GIVEN INSTRUCTION A
Reproduce the lines of the listing below verbatim, starting at the first line of the listing and ending at the line that contains "point(642, 356)", with both of those lines included.

DOCUMENT EXTRACT
====
- Born: March 1, 1982 (age 44) Oceanside, Long Island, New York, U.S.
- Education: Hofstra University (Undergraduate) University of Southern Mississippi-Hattiesburg (Graduate) John F. Kennedy High School (High School)

= Darren Paltrowitz =

Darren Paltrowitz is an American author, host, librarian and licensed investigator with experience in the entertainment industry.

== Early life ==
He started contributing to various local publications such as Long Island Entertainment and Under The Volcano, later working in artist management within the music industry and becoming Editor-in-Chief of Long Island Entertainment, Music Editor of The Improper Magazine and Digital Managing Editor of Downtown Magazine.

Paltrowitz attended Hofstra University for his undergraduate studies and later pursued a Masters Program at the University of Southern Mississippi-Hattiesburg.

Paltrowitz is a interviewer and host and currently hosts the weekly Paltrocast With Darren Paltrowitz series, which started in 2018 as a podcast before becoming a TV series in 2020. The theme song to the series was composed by Paltrowitz with producer and Longwave singer Steve Schiltz. The series won the "Best Use of Streaming Services- All Platforms" honor from the 2025 Press Club of Long Island Media Awards in June 2025 and a "Best Talk Show" honor from Feedspot in November 2025.
====
GIVEN INSTRUCTION B
Answer the following questions using the Darren Paltrowitz profile:
(i) Where was Darren Paltrowitz born?
(ii) At which university did he pursue a Masters Program?
(iii) In what year did the Paltrocast With Darren Paltrowitz series start as a podcast?
====
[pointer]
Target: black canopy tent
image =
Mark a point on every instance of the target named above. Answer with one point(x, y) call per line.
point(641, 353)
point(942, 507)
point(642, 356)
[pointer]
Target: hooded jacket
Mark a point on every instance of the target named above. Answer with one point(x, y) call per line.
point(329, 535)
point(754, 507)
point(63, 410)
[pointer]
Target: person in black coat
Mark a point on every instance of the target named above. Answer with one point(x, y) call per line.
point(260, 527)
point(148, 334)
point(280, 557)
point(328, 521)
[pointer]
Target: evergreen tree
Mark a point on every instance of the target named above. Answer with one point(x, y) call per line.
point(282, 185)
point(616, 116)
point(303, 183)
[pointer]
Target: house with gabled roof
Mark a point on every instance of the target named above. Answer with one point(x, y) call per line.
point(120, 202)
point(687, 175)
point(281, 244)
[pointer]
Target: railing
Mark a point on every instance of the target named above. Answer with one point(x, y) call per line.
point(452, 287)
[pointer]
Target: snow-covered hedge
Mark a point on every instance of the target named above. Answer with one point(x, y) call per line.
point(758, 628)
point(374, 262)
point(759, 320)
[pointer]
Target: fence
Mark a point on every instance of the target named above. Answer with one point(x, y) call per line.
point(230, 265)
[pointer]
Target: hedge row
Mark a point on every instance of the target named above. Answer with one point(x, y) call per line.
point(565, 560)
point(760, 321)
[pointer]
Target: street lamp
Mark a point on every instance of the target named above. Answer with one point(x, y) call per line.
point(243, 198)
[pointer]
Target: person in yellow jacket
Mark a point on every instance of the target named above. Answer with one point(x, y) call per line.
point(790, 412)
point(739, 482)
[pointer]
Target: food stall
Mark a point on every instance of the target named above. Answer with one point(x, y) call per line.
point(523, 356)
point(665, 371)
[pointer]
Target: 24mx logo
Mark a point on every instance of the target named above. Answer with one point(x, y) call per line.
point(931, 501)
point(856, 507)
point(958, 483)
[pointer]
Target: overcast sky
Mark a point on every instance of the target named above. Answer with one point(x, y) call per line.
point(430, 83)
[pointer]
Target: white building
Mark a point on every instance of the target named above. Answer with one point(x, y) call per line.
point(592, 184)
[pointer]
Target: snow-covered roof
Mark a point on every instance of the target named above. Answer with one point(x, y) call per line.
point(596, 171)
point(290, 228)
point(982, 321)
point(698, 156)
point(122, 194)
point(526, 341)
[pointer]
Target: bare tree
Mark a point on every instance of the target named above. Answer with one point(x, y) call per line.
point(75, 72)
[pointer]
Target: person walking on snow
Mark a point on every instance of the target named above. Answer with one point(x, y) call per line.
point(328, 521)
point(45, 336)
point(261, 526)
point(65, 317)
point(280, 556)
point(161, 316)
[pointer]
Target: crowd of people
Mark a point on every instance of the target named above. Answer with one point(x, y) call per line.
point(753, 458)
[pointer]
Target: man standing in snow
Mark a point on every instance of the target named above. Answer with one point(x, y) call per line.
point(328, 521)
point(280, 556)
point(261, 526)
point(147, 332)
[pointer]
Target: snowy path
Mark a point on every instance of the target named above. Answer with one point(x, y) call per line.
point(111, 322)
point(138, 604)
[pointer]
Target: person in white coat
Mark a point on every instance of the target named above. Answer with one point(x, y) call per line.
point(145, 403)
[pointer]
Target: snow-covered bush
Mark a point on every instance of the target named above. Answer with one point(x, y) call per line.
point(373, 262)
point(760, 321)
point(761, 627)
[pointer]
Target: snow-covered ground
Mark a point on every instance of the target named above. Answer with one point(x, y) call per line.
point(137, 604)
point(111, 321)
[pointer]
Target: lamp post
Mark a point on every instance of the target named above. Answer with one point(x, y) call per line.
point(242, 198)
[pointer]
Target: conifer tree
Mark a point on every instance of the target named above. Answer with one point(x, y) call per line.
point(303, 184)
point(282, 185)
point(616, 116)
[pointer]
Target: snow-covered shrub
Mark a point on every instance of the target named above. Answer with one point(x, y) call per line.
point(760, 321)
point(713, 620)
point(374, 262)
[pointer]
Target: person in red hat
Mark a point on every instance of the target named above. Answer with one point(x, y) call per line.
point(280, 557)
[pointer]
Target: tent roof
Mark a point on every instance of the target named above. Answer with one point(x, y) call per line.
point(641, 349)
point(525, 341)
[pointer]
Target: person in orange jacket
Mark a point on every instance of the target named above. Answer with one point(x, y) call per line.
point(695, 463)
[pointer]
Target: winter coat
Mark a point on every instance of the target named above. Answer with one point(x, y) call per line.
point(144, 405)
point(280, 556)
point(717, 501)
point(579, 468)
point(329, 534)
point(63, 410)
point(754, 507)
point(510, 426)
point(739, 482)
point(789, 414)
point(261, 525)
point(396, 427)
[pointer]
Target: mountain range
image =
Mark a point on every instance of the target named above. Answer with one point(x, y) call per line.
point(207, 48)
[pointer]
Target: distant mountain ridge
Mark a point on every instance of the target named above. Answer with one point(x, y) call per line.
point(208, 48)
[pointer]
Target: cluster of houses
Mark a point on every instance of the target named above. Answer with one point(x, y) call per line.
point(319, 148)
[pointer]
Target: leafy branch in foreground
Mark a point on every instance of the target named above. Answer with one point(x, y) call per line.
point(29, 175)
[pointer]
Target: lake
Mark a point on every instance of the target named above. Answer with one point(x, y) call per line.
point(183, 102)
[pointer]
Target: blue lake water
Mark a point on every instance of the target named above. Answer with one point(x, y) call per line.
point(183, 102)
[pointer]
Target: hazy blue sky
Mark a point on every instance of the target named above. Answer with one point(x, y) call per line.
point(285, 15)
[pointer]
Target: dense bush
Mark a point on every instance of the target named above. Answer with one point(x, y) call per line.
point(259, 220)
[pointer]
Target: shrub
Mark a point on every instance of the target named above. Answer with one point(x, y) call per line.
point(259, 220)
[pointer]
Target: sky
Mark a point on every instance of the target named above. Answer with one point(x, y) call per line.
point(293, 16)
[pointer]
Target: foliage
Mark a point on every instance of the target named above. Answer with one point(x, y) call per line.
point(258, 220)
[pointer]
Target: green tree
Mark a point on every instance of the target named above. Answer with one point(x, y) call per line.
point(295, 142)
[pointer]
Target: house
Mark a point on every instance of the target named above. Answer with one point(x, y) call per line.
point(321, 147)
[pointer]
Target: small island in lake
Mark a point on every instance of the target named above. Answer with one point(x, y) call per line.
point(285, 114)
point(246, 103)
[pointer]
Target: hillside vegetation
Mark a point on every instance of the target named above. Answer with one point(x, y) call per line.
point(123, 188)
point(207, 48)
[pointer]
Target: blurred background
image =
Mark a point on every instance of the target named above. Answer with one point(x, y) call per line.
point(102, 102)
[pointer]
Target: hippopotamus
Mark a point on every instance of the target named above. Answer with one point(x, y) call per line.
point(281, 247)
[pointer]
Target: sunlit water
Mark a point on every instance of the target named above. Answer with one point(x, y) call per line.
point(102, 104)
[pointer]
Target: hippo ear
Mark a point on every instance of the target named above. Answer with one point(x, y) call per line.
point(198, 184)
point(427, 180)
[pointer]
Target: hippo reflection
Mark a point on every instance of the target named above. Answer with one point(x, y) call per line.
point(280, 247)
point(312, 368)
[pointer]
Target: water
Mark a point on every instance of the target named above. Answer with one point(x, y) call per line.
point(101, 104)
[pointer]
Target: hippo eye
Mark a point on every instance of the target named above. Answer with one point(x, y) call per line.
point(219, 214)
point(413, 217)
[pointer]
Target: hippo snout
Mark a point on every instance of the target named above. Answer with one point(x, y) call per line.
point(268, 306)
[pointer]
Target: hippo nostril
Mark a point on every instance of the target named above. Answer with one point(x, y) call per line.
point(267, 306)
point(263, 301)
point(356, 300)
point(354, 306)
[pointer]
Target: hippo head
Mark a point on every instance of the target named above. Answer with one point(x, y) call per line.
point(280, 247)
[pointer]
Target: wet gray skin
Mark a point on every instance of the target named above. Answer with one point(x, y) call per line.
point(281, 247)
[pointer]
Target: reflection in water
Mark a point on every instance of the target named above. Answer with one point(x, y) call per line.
====
TASK SOLUTION A
[pointer]
Target: black canopy tent
image =
Mark a point on every instance of the target named above. Answer with one point(x, y) call per line.
point(641, 353)
point(942, 507)
point(642, 356)

TASK SOLUTION B
(i) Oceanside, Long Island, New York, U.S.
(ii) The University of Southern Mississippi-Hattiesburg
(iii) 2018